■ GOALS:
1 - Copy the passage on the midterms from the words "But as Trump" through "Arizona and Nevada.", substituting "xenophobia" for "nativism".
2 - Name every U.S. state mentioned in the passage on the midterms.
3 - In the passage on the midterms, what percentage of Pennsylvania voters said Lou Barletta's similarities to Trump on immigration made them more likely to vote against him?

■ EXTRACT TO READ:
+ + + +

Exit polling from Global Strategy Group confirmed similar trends in Pennsylvania, where 46 percent of voters said Republican Senate candidate Lou Barletta's similarities to Trump on immigration made them more likely to vote against him. Only 37 percent saw it as a reason to vote for Barletta. The gap was even wider among voters who backed Trump in 2016 but voted for incumbent Democratic Sen. Bob Casey this cycle: 40 percent said Barletta’s Trumpian immigration policies were a reason to vote against him while just 26 percent said it made Barletta a more attractive candidate.
But as Trump barreled toward the midterms, he was absolutely convinced that nativism was his ace in the hole, and he trusted his own political instincts above all else. The more frantic he became to win the election, the harder he pounded on the issue and the more it buried GOP candidates in both suburban House races across the country and key Senate races from the Midwest to Sun-Belt states like Arizona and Nevada.
Last week, I argued that part of the brilliance of House Democrats' campaign was that they ignored Trump entirely and just let him sink himself. This idea caught on in DC punditry circles this week, but with a twist: People wondered whether the strategy could be recreated by a 2020 Democratic nominee. Former Clinton spokesperson Brian Fallon argued that staying on message in a head-to-head would be much more difficult than it was for congressional Democrats running disparate races across the country. While I generally agree that it will be more of a challenge, I do think it can be done by a candidate who's entirely rooted in their own vision for the country, their own biography, and how to weave them together into a narrative that captivates voters. In this respect, Fallon's conclusion was an important one. He said a bland candidate would be most susceptible to getting hijacked by Trump because Trump is simply so good at commanding media attention through his consistently divisive and provocative statements. A good nominee, Fallon suggested, must have equally as much charisma in order to survive, and voters will ultimately be the best judge of that, not pundits.
"Dem primary voters shouldn't make some pundit-driven judgment about 'who can best beat Trump,'" he wrote. "They [should] follow their heart & vote for someone who inspires. Because the same quality that inspires caucusgoers will enable them to transcend Trump attacks in the general."
As I said last week, don't get overly concerned with a set of criteria, such as the nominee's race, gender, sexual orientation, or list of policy positions. More than ever, we need someone who inspires and offers a vision that's expansive, inherently welcoming more and more people into the fold.

+ + + +

■ ROWS:
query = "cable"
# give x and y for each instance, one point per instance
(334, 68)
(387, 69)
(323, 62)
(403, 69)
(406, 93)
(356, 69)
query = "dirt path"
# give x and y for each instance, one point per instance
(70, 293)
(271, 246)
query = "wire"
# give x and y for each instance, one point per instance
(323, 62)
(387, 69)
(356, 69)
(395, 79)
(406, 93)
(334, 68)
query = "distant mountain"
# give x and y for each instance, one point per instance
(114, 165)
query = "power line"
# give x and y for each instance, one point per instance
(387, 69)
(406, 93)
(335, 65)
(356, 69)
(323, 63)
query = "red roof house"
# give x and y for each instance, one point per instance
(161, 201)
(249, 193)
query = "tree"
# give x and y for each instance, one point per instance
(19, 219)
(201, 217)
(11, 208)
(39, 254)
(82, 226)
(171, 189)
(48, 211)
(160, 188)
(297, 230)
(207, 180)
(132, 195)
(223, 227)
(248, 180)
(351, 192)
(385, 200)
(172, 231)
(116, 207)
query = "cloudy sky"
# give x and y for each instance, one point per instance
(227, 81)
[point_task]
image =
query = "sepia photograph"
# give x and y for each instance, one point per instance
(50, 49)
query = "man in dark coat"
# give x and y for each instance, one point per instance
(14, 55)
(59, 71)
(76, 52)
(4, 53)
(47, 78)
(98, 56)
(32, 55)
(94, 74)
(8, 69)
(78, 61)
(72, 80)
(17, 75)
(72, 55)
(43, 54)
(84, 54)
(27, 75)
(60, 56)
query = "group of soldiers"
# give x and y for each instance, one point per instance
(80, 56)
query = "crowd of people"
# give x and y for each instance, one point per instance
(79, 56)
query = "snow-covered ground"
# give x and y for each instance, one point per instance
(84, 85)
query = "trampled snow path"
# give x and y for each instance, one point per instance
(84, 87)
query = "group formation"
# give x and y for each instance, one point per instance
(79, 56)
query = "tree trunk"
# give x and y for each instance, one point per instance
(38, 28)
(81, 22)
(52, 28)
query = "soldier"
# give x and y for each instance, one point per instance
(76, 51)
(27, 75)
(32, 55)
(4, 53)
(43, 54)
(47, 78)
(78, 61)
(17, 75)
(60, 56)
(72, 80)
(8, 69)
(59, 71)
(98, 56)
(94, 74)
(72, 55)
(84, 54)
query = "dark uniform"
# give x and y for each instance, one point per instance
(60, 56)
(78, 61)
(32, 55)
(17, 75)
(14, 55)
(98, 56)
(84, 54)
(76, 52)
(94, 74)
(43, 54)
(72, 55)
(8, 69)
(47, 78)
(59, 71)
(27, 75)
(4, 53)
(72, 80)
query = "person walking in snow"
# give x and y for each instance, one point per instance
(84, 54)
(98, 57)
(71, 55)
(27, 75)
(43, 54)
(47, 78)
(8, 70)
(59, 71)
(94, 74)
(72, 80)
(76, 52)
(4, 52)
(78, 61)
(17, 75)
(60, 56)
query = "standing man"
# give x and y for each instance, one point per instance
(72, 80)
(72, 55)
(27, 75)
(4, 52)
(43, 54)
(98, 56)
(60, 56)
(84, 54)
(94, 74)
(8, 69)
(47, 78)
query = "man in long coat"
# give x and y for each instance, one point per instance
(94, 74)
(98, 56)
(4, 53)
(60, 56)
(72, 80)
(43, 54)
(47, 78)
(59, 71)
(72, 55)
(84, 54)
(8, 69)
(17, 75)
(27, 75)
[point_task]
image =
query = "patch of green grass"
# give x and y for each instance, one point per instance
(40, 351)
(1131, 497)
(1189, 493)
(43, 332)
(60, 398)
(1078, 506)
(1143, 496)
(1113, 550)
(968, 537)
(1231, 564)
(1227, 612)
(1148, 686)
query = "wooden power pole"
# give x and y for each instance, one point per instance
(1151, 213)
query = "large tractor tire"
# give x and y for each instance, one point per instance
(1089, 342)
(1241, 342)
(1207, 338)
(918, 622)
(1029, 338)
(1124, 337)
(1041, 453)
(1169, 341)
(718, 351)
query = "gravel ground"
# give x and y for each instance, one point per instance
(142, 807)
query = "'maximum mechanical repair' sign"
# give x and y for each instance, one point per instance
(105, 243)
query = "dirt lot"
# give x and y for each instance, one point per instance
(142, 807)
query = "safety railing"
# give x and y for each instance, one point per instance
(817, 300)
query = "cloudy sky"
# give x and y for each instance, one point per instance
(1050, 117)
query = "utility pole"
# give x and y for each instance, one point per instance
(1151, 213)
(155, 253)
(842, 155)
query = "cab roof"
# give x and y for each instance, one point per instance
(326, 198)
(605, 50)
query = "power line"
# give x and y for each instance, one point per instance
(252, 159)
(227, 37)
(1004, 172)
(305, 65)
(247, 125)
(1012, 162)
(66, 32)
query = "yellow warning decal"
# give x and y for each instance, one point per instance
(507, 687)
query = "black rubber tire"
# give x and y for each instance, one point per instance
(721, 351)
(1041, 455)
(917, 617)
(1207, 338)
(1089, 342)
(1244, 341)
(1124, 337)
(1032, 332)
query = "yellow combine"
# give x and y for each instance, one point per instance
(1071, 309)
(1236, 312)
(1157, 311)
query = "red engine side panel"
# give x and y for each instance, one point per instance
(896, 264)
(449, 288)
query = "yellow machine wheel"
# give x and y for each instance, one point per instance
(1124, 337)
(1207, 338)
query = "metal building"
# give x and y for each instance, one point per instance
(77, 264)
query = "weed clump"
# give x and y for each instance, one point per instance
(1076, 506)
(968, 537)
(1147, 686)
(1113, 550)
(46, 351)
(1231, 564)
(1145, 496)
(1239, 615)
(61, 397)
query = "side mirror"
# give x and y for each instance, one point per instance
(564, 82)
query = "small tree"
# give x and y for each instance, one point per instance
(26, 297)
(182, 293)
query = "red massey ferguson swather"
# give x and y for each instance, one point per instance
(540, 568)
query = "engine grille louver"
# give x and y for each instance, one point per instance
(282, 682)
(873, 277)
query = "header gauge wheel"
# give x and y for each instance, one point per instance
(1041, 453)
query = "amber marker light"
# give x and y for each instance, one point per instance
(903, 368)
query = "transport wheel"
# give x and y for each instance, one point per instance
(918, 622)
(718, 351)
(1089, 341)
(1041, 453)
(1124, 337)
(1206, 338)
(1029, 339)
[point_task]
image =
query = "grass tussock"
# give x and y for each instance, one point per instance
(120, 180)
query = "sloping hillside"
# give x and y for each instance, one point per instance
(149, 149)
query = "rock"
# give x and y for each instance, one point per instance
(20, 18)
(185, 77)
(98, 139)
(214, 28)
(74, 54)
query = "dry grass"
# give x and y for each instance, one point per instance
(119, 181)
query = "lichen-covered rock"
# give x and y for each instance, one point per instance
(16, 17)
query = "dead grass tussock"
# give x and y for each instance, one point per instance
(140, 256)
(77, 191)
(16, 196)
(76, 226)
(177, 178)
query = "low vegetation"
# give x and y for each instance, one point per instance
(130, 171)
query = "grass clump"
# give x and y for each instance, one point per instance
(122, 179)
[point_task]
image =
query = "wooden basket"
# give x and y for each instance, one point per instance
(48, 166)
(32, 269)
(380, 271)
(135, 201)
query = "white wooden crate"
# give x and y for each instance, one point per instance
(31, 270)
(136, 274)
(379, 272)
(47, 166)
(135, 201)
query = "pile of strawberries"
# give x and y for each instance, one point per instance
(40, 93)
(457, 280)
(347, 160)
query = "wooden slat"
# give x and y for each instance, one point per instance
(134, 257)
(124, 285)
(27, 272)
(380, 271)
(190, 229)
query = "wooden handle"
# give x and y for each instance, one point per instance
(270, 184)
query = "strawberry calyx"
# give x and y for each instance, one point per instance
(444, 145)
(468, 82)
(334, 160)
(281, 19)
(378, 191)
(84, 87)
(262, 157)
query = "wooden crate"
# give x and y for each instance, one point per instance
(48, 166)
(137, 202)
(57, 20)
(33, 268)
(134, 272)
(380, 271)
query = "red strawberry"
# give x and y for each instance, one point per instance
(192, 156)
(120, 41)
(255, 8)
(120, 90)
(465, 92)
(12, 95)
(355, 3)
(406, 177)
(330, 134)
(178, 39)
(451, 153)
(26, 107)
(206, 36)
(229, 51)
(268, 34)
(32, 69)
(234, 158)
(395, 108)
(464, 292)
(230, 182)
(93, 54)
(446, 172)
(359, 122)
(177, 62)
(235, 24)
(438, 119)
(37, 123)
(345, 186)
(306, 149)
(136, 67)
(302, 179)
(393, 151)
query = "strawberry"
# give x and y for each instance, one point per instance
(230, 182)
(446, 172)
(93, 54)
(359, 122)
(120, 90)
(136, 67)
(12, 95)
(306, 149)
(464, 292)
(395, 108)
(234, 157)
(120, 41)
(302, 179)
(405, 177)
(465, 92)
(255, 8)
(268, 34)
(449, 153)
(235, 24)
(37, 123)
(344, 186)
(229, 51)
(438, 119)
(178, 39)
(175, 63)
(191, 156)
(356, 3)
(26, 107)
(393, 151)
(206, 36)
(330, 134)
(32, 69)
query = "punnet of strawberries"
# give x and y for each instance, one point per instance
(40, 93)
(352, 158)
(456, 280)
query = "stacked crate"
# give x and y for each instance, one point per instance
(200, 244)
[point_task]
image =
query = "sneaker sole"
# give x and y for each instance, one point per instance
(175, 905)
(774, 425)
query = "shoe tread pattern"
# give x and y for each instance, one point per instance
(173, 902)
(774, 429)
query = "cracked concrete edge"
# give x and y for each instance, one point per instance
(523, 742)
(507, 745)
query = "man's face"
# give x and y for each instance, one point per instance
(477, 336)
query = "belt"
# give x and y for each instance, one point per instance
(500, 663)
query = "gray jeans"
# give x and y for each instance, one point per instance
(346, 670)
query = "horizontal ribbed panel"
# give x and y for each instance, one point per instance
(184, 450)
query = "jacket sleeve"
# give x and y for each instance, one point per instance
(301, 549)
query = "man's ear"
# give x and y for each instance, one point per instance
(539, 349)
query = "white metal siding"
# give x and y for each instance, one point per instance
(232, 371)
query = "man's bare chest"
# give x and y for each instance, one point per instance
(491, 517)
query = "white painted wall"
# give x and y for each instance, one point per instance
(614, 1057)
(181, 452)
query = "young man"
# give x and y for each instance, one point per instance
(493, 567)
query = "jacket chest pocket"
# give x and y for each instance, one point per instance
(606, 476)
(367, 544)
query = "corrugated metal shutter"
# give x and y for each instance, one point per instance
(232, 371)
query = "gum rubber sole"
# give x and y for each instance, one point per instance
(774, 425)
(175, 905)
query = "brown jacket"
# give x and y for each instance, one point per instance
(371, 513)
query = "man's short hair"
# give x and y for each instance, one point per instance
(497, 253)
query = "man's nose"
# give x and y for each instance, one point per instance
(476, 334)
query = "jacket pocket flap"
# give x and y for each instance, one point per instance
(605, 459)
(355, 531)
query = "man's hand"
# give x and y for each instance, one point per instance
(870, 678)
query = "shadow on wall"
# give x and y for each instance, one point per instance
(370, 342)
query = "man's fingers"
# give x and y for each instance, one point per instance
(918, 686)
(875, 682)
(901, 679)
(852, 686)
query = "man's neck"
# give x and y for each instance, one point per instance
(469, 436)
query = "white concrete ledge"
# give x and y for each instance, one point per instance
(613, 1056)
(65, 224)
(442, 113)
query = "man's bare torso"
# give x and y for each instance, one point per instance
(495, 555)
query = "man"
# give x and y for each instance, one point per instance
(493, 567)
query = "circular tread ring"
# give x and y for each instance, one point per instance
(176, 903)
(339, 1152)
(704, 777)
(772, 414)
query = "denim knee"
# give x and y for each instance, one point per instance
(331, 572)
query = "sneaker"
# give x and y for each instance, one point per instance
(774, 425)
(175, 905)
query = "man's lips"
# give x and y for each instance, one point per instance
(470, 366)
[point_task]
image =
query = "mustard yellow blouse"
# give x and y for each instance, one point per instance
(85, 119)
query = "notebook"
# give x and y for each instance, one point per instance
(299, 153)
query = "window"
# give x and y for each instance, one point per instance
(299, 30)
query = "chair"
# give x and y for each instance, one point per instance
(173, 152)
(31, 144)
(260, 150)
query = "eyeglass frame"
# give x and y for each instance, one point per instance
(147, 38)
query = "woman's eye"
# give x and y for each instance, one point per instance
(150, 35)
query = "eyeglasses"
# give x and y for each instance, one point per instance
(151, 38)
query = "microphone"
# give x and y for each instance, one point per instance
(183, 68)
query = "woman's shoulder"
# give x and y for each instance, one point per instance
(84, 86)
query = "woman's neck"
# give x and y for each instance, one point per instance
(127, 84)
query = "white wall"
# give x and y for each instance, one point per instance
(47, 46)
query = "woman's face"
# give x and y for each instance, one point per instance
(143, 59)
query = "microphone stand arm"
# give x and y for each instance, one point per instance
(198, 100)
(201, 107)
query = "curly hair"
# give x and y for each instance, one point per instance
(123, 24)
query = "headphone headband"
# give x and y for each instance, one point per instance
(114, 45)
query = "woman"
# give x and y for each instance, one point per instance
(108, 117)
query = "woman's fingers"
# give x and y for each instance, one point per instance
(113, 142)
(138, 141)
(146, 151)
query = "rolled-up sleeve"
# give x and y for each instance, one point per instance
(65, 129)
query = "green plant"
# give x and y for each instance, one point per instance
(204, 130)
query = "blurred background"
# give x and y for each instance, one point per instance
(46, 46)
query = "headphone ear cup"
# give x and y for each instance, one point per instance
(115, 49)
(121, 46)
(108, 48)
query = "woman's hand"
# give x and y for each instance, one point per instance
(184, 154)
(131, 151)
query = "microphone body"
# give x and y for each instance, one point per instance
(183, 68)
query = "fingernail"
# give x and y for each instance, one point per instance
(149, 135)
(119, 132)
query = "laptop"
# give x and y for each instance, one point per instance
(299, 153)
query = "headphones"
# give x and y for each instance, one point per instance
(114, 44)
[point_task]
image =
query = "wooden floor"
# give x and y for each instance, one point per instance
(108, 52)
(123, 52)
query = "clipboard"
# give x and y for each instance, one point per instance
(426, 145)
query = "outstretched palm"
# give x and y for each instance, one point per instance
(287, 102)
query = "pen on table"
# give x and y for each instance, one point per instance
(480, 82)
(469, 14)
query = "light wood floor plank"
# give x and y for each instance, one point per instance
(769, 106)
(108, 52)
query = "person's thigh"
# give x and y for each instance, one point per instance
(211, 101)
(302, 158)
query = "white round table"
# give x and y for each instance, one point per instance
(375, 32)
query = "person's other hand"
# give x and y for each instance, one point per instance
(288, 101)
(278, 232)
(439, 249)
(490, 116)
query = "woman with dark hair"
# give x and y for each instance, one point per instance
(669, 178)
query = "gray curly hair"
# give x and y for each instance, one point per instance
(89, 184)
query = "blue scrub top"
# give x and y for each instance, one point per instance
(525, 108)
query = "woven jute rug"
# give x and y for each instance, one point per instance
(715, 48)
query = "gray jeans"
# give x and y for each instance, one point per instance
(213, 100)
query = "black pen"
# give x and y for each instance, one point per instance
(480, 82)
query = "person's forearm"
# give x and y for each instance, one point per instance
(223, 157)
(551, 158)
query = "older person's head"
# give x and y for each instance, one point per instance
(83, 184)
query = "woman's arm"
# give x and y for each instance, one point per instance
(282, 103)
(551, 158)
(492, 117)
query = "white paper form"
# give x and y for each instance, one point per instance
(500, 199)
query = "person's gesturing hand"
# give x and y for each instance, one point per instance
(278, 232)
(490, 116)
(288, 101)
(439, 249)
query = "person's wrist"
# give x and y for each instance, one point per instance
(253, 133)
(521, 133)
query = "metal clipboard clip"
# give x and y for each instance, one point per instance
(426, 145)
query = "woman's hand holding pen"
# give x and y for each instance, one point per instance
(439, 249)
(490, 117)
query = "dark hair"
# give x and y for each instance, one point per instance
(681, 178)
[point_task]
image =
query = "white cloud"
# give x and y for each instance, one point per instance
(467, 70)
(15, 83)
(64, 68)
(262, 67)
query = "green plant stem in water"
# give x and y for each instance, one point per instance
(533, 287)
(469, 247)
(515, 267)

+ + + +

■ EXERCISE ANSWERS:
1 -
But as Trump barreled toward the midterms, he was absolutely convinced that xenophobia was his ace in the hole, and he trusted his own political instincts above all else. The more frantic he became to win the election, the harder he pounded on the issue and the more it buried GOP candidates in both suburban House races across the country and key Senate races from the Midwest to Sun-Belt states like Arizona and Nevada.

2 - Pennsylvania, Arizona, Nevada

3 - 46 percent